- RECORDS FOR THE EXERCISE:
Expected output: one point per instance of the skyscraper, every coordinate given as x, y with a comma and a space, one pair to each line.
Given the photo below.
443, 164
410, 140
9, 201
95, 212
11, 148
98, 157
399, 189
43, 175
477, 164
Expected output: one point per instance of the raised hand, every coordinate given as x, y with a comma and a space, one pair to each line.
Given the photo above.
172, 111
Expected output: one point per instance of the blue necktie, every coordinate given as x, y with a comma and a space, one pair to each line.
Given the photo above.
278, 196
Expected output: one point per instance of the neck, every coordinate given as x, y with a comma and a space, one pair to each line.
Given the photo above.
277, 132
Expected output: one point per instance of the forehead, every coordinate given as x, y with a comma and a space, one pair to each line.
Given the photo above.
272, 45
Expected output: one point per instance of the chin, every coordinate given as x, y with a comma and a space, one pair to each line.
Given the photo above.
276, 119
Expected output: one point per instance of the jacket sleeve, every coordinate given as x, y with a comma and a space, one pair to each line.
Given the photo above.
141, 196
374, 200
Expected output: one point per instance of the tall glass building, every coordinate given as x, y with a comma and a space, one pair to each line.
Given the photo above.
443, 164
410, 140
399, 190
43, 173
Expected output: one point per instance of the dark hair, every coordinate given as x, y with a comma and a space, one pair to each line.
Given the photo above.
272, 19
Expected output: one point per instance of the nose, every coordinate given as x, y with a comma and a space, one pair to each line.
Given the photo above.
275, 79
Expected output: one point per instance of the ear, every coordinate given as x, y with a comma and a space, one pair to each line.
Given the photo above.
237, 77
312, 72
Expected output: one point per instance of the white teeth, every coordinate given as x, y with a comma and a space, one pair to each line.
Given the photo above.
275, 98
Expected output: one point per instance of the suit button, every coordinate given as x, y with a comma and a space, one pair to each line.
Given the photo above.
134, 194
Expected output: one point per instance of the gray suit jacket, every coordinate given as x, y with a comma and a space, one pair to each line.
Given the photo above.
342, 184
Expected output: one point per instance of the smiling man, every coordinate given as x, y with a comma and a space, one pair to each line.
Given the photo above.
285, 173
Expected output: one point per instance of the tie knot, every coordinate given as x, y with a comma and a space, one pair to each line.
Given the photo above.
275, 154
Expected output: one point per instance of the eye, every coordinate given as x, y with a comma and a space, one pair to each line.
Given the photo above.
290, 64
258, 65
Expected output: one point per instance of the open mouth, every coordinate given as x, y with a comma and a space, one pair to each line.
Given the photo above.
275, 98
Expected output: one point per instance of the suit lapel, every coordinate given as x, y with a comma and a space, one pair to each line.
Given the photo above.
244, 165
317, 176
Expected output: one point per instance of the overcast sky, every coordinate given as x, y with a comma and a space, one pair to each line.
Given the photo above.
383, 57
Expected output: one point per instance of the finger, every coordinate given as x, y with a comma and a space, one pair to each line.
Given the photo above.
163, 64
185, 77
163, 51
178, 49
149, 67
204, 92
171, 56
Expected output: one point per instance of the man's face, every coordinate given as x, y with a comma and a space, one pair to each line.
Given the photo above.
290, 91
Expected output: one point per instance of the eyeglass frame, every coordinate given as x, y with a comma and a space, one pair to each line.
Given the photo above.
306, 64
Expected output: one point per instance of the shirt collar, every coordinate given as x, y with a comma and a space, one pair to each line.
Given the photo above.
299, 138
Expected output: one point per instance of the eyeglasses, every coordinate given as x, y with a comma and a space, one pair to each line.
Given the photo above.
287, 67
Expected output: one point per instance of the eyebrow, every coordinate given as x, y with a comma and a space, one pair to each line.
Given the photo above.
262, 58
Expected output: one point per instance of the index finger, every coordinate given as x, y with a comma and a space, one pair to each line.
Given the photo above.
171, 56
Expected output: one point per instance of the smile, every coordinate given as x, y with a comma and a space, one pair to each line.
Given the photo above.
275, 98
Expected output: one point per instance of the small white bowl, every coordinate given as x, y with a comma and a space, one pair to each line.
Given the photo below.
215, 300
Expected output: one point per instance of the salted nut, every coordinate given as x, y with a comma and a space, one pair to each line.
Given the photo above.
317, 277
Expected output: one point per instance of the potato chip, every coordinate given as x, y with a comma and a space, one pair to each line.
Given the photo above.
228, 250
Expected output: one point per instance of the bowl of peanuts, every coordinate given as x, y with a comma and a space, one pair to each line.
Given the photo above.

- TASK REQUIREMENTS: Write out the lines word for word, starting at the line that contains "Expected output: one point per instance of the smile, every" and ending at the last line of the items.

- RESPONSE TO THE EXERCISE:
Expected output: one point per instance of the smile, every coordinate given as x, y with a comma and a space, one pair to each line.
Given the photo above.
275, 98
Expected output: one point per instance of the small white bowl, every coordinate given as x, y with a comma and a space, one pair to each line.
Given the photo below.
215, 300
Expected output: one point per instance of the salted nut, every coordinate given as x, y with a comma and a space, one pair to each line.
Given the photo above.
317, 277
Expected output: one point per instance of the potato chip, every coordinate given as x, y with a comma and a space, one pair to each line.
Given the photo above.
228, 250
Expected output: one point per instance of the bowl of peanuts, every coordinate given as x, y with a comma and a space, one pair to each line.
Given the photo above.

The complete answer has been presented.